Temporal Shift Module (TSM)

Updated 15 December 2025

TSM is a parameter-free module that injects temporal context via channel-wise feature shifts, facilitating efficient video and sequential data processing.
It achieves computational efficiency by remapping indices without extra parameters or FLOPs, outperforming traditional 3D convolutions in speed.
TSM finds applications in action recognition, video synthesis, and speech modeling, with implementations in both CNNs and Transformer-based architectures.

A Temporal Shift Module (TSM) is a parameter-free, nearly zero-computation architectural primitive designed to inject temporal context into standard feed-forward neural networks. The innovation is a channel-wise shift of intermediate feature maps along the temporal dimension, enabling information flow from adjacent frames or timesteps without resorting to explicit temporal convolutions or recurrent connections. TSM has driven advancements in efficient video understanding, action recognition, latent diffusion for video, speech sequence modeling, and even video inpainting, all while retaining the computational characteristics of 2D backbones. Its key property is leveraging time-adjacency via simple re-indexing, allowing highly efficient scaling and deployment, particularly in resource-constrained or real-time settings (Lin et al., 2019, Duong et al., 29 Jan 2025, An et al., 2023, Shen et al., 2023, Hashiguchi et al., 2022, Chang et al., 2019).

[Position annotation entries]
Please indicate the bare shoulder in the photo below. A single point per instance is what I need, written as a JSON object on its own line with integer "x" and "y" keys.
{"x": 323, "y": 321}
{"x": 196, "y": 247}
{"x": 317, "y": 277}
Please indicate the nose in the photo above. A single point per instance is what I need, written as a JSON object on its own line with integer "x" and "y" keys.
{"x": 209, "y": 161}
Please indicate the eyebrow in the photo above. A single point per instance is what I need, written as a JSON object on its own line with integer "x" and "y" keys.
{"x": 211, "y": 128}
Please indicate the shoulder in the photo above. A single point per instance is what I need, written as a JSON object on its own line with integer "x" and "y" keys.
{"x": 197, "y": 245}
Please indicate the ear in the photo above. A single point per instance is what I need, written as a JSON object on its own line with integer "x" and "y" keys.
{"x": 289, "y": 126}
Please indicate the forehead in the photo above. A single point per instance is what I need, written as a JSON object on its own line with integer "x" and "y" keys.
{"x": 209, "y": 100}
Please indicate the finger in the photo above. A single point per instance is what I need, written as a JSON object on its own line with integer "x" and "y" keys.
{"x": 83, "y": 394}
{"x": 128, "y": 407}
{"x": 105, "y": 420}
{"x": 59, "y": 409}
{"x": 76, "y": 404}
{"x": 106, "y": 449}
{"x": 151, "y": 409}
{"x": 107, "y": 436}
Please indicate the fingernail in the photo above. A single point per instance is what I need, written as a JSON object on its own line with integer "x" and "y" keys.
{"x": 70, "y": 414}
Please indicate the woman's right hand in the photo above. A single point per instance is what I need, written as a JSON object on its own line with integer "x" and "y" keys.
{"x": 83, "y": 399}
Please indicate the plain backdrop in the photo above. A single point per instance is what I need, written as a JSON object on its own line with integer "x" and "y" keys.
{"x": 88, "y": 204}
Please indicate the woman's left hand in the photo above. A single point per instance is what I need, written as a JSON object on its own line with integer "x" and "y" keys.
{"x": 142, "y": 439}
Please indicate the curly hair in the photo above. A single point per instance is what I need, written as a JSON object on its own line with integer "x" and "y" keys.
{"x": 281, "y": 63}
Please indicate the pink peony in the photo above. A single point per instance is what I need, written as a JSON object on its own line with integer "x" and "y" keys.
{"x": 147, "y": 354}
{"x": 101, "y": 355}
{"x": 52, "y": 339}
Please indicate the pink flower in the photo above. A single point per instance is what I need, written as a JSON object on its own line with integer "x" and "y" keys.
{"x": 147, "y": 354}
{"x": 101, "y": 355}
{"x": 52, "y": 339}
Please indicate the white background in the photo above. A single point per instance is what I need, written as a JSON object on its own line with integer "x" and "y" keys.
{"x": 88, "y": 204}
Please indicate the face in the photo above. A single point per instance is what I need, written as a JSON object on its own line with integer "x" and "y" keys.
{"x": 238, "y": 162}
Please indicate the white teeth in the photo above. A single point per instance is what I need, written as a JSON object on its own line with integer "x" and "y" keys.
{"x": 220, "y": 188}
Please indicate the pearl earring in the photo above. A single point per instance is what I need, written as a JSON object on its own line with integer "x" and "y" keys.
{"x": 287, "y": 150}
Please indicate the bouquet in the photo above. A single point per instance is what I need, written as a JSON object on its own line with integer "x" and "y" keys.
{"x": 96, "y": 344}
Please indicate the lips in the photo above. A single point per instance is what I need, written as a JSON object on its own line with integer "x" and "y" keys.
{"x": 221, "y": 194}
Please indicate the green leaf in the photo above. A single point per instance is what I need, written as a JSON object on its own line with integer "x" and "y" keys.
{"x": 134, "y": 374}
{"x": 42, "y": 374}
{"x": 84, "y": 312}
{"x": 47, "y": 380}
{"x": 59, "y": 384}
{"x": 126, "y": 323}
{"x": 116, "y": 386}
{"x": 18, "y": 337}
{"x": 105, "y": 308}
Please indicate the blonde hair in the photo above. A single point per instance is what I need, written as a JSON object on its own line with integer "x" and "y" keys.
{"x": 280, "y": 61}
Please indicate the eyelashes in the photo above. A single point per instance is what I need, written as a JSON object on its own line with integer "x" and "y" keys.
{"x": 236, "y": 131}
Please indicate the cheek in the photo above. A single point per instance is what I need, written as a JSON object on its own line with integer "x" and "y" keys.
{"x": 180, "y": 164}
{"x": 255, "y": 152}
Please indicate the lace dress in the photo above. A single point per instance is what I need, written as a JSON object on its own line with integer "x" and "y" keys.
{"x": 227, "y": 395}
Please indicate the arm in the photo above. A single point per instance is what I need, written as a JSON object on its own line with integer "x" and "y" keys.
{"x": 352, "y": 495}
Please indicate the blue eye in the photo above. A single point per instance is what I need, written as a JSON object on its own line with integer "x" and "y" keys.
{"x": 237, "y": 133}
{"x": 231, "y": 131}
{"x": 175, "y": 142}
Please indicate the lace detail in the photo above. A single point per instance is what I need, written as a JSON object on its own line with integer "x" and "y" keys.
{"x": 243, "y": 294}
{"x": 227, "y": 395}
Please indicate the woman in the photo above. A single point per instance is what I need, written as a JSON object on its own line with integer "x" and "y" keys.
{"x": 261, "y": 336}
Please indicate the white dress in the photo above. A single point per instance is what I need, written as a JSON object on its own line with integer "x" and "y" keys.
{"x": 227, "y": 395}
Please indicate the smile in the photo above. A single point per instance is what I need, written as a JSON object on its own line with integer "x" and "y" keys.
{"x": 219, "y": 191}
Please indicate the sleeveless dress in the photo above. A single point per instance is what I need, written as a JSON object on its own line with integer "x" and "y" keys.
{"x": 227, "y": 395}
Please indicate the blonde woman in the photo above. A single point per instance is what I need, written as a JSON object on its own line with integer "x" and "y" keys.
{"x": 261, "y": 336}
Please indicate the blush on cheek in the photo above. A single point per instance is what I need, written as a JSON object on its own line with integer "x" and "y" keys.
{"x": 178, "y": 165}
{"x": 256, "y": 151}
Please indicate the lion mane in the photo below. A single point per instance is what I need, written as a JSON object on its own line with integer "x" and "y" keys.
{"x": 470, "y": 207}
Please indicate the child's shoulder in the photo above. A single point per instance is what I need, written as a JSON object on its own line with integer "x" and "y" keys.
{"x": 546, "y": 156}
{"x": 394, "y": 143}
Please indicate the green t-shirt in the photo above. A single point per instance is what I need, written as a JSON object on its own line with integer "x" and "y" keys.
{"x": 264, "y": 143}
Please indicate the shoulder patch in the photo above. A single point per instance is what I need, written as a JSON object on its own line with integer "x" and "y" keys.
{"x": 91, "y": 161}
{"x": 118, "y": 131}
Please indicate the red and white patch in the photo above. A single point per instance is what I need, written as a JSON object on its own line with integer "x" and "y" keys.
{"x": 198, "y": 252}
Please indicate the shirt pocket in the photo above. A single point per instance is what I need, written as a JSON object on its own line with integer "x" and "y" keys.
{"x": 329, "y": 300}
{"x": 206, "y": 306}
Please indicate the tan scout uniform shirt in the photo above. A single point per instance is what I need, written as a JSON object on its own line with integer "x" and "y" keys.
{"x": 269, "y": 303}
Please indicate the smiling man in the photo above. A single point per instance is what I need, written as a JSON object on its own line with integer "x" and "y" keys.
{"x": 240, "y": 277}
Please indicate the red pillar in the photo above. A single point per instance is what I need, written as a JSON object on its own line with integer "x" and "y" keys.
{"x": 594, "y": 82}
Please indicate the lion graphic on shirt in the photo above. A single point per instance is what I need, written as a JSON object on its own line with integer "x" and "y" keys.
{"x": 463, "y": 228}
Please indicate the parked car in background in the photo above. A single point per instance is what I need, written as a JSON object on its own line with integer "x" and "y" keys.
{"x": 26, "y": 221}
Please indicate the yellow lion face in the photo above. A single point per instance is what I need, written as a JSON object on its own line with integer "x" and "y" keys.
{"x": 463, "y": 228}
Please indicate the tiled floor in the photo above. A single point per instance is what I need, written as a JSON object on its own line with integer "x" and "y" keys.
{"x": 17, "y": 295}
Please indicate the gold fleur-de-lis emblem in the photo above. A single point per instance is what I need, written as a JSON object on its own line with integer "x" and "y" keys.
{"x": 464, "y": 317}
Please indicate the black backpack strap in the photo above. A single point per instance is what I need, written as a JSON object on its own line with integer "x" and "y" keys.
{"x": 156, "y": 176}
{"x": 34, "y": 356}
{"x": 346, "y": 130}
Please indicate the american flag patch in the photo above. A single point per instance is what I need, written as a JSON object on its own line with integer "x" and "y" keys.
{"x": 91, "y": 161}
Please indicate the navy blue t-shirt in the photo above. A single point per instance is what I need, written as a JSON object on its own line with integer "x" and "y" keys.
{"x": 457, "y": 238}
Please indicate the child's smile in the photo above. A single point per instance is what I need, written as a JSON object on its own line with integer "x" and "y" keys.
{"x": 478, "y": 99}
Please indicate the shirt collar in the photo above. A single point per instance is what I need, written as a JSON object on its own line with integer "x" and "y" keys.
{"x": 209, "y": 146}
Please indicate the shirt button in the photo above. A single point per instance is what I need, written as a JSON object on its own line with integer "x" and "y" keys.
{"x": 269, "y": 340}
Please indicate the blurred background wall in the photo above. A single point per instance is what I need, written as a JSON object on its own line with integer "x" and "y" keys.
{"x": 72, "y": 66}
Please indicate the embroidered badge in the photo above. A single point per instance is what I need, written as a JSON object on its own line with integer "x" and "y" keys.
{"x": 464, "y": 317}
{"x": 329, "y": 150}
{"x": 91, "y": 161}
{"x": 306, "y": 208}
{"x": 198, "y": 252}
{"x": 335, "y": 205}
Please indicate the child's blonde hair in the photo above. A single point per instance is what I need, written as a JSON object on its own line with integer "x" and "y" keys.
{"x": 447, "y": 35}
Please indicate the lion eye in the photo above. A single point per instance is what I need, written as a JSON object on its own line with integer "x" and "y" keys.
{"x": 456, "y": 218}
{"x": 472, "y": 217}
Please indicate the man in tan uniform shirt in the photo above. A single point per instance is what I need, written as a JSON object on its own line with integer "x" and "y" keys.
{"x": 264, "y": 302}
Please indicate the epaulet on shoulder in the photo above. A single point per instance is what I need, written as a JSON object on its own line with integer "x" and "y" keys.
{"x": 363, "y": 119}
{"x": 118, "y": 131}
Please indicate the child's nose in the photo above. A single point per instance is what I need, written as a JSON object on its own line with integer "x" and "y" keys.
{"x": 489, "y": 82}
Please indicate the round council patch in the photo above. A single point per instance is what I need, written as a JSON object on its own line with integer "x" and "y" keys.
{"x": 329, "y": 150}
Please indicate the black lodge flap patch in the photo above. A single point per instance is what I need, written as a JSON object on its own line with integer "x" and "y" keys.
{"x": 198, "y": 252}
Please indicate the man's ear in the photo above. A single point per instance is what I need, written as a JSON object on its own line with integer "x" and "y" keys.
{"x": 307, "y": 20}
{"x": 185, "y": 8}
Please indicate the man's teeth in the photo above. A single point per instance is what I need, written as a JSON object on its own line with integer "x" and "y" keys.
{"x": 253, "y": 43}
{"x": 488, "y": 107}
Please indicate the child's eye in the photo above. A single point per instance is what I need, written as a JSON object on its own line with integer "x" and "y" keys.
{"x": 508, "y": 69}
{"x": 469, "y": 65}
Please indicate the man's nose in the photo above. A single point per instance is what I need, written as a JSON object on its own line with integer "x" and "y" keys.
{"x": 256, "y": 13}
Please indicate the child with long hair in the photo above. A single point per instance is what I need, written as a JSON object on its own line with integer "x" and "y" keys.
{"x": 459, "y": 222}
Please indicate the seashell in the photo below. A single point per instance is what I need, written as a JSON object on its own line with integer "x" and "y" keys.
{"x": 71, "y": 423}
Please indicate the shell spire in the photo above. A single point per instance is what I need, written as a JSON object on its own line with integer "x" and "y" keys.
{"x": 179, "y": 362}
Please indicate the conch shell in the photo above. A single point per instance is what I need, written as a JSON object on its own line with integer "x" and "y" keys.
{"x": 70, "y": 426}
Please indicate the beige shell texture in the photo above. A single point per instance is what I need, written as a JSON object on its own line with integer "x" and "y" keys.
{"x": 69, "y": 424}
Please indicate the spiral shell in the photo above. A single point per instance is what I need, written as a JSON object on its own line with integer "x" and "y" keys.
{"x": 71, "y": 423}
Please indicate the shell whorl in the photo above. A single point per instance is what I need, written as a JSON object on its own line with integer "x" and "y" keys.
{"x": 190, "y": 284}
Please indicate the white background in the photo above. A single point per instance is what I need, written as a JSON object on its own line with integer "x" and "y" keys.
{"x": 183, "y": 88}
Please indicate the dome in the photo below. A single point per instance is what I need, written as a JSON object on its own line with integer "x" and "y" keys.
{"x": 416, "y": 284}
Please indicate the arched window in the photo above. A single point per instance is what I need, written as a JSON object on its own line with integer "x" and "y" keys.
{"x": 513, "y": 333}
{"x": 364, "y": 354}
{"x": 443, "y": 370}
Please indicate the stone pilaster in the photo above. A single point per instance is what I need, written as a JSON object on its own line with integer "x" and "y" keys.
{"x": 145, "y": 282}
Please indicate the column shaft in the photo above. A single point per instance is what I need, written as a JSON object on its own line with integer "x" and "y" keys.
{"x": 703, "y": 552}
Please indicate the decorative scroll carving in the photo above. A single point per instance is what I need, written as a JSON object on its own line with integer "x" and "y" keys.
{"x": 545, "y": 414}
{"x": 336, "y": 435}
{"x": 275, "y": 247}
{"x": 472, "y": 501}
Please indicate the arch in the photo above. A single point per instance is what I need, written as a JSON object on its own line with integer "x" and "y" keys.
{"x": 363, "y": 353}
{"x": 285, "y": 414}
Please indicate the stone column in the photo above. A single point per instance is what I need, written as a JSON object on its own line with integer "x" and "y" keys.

# [Written tasks]
1/ Extract from the passage on the Temporal Shift Module the portion that begins at the words "TSM is a parameter-free" and stops after the words "sequential data processing.".
2/ Continue the passage on the Temporal Shift Module, picking up after its last sentence.
The entries are separate material and are not part of the passage on the Temporal Shift Module.

# [Answers below]
1/
TSM is a parameter-free module that injects temporal context via channel-wise feature shifts, facilitating efficient video and sequential data processing.

2/
1. Mathematical Formulation and Core Mechanism

A TSM operates on a feature tensor $X \in \mathbb{R}^{N \times T \times C \times H \times W}$ (batch, time, channels, height, width). For each frame $t$ , channels are partitioned into three contiguous groups: a forward-shift set ( $C_f$ ), a backward-shift set ( $C_b$ ), and a static set ( $C_s$ ). Typically, $C_f = C_b = \alpha C$ (e.g., $\alpha = 1/8$ ), $C_s = C - 2\alpha C$ .

For fixed $\alpha$ , the shift is realized as follows: $\begin{aligned} Y_f[n,i,t,h,w] &= X_f[n,i,t+1,h,w], \ Y_b[n,i,t,h,w] &= X_b[n,i,t-1,h,w], \ Y_s[n,i,t,h,w] &= X_s[n,i,t,h,w]. \end{aligned}$ Boundary indices are handled via zero padding or replication. The output $Y$ is given by

$Y = \text{concat}(Y_f,\, Y_b,\, Y_s) \in \mathbb{R}^{N \times C \times T \times H \times W}.$

This operation is a pure index permutation—no learnable parameters, no floating point arithmetic, and no effect on the spatial convolution kernel.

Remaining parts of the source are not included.